Direction -
Please gather every line in the material below that contains the word "petal". Case counts.

Recorded data -
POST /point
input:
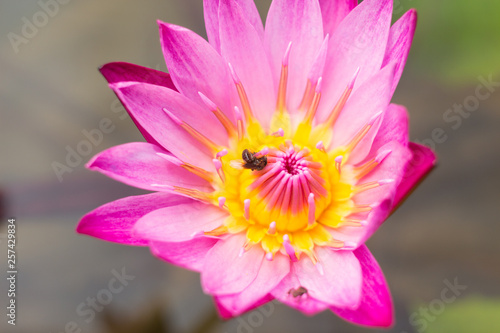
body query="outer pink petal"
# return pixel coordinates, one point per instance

...

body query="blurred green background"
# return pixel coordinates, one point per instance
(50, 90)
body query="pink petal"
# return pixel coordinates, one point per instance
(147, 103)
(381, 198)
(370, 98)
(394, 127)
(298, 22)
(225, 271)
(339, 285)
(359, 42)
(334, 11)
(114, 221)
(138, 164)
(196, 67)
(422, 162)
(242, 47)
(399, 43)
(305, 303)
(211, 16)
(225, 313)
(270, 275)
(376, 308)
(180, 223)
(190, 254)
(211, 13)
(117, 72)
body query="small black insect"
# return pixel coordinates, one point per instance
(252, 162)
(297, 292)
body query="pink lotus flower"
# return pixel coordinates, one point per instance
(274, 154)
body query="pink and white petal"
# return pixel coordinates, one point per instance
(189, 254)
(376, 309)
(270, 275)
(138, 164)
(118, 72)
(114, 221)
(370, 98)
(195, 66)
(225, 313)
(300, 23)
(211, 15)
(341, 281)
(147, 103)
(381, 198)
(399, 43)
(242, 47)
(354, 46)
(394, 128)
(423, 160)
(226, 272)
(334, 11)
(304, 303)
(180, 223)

Output for this task -
body query="outer pink petal"
body query="pink petal"
body query="pink and white petal"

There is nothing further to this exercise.